- _Exercise instructions_: Check every line of the data below for the word "jersey". Copy the ones that have it.

:: Available data ::

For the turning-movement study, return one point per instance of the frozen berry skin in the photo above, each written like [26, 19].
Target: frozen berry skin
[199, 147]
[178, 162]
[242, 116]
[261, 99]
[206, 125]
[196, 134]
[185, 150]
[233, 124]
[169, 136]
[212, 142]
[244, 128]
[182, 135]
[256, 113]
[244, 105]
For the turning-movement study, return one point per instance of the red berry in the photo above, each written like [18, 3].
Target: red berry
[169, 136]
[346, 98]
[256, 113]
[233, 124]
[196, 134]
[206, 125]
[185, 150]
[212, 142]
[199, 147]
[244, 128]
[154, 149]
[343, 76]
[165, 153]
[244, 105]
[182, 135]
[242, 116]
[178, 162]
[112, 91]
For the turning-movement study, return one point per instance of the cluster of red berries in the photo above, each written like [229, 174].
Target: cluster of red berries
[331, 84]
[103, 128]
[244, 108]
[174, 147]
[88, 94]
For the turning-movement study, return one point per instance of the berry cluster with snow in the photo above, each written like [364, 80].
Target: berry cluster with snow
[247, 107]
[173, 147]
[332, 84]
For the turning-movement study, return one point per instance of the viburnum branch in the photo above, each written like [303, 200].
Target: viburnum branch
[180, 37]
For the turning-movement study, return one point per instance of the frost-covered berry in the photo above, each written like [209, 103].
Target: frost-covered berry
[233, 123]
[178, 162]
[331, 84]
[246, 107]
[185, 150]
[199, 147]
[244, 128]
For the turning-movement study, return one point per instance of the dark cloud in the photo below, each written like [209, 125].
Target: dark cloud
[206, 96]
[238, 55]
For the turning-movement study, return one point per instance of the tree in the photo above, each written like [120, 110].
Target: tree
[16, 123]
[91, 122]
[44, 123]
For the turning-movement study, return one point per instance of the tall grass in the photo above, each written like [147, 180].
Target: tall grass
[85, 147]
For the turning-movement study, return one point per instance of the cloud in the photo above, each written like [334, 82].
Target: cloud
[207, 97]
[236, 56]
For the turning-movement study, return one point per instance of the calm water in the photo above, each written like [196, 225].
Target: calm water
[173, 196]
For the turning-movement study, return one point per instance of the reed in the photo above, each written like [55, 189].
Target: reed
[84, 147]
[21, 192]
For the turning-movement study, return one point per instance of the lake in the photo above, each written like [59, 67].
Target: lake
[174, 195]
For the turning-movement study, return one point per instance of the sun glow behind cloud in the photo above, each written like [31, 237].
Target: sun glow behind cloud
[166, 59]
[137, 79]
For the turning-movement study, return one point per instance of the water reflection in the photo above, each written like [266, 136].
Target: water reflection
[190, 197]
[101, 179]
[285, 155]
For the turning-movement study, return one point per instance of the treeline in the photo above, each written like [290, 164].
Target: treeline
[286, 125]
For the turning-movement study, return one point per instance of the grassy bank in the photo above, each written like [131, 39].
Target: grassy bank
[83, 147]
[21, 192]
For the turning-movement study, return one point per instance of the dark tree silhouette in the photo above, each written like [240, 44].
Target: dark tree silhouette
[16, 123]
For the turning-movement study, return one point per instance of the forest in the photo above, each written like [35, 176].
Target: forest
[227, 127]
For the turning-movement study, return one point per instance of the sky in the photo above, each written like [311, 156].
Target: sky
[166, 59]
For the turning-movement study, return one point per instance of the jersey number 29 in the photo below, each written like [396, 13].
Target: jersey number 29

:::

- _Task output_:
For the turning-movement study, return one point per instance of the jersey number 29 in the photo below, each written like [396, 13].
Target: jersey number 29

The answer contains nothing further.